Problem statement: Rewrite every line of the records below as a Markdown table with the columns Row (row number) and Line (the line itself), skipping blank lines.

Raw records:
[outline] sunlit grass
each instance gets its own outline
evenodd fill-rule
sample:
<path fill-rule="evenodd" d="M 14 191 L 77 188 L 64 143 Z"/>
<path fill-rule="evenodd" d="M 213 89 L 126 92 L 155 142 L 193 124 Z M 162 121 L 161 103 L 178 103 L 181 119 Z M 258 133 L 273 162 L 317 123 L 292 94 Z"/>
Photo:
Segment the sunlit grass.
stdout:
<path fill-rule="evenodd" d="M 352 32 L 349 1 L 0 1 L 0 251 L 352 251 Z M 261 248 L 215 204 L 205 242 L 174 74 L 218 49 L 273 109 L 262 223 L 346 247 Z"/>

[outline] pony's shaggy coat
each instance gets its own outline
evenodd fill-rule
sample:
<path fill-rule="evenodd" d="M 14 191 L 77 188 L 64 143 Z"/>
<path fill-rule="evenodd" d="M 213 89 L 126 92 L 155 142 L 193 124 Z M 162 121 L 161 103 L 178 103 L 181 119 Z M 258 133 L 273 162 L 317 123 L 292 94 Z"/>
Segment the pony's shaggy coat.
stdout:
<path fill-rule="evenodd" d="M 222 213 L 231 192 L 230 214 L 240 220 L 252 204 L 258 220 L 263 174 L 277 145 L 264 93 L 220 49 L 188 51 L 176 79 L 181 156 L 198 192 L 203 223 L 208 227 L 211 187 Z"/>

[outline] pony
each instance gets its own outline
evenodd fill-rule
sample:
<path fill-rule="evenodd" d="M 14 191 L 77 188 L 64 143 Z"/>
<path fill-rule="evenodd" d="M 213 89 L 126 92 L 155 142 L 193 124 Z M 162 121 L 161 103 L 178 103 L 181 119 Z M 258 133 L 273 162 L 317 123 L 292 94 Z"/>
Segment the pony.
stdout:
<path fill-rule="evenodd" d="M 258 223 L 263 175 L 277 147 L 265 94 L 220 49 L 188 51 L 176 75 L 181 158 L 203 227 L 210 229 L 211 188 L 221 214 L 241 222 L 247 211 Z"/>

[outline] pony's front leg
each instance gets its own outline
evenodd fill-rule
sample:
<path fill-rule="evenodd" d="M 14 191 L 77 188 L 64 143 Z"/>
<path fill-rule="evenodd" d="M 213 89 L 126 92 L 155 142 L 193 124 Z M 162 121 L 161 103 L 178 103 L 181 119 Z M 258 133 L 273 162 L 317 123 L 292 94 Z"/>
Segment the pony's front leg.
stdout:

Answer to this exercise:
| Row | Line |
|---|---|
| 1 | [outline] sunlit grass |
| 2 | each instance gets its own outline |
| 3 | evenodd fill-rule |
| 4 | sample: |
| 5 | <path fill-rule="evenodd" d="M 14 191 L 77 188 L 64 143 Z"/> |
| 6 | <path fill-rule="evenodd" d="M 213 89 L 126 92 L 155 142 L 193 124 Z M 162 121 L 161 103 L 178 103 L 181 119 Z M 258 133 L 273 162 L 317 123 L 292 94 Z"/> |
| 7 | Photo: |
| 8 | Segment the sunlit grass. |
| 9 | stdout: |
| 10 | <path fill-rule="evenodd" d="M 352 32 L 349 1 L 0 1 L 0 251 L 352 251 Z M 261 248 L 215 204 L 205 242 L 174 74 L 218 49 L 273 109 L 262 223 L 346 247 Z"/> |
| 11 | [outline] pony's shaggy coat |
| 12 | each instance gets its own outline |
| 13 | evenodd fill-rule |
| 14 | sample: |
| 15 | <path fill-rule="evenodd" d="M 14 191 L 77 188 L 64 143 Z"/> |
| 16 | <path fill-rule="evenodd" d="M 213 89 L 126 92 L 155 142 L 193 124 Z M 162 121 L 161 103 L 178 103 L 181 119 Z M 258 133 L 273 162 L 317 123 L 292 94 Z"/> |
| 17 | Segment the pony's shaggy coat. |
| 18 | stdout: |
| 19 | <path fill-rule="evenodd" d="M 222 213 L 231 192 L 230 214 L 240 220 L 252 204 L 258 220 L 263 174 L 277 145 L 264 93 L 220 49 L 188 51 L 176 79 L 181 156 L 198 192 L 203 223 L 208 227 L 211 187 Z"/> |
| 20 | [outline] pony |
| 21 | each instance gets its own outline |
| 22 | evenodd fill-rule |
| 23 | sample: |
| 24 | <path fill-rule="evenodd" d="M 14 191 L 77 188 L 64 143 Z"/> |
| 25 | <path fill-rule="evenodd" d="M 213 89 L 126 92 L 155 142 L 193 124 Z M 162 121 L 161 103 L 178 103 L 181 119 Z M 258 133 L 273 162 L 317 123 L 292 94 Z"/> |
| 26 | Segment the pony. |
| 27 | stdout: |
| 28 | <path fill-rule="evenodd" d="M 258 223 L 263 175 L 277 147 L 265 94 L 220 49 L 188 51 L 176 75 L 181 158 L 203 227 L 210 229 L 211 188 L 221 214 L 241 222 L 247 211 Z"/> |
| 29 | [outline] pony's front leg |
| 30 | each instance gets its own outline |
| 31 | evenodd fill-rule |
| 32 | sample: |
| 33 | <path fill-rule="evenodd" d="M 14 191 L 77 188 L 64 143 Z"/> |
| 34 | <path fill-rule="evenodd" d="M 213 89 L 126 92 L 155 142 L 193 124 Z M 162 121 L 161 103 L 178 103 L 181 119 Z M 258 133 L 273 162 L 317 123 L 292 94 Z"/> |
| 35 | Segment the pony's front leg. |
| 36 | stdout: |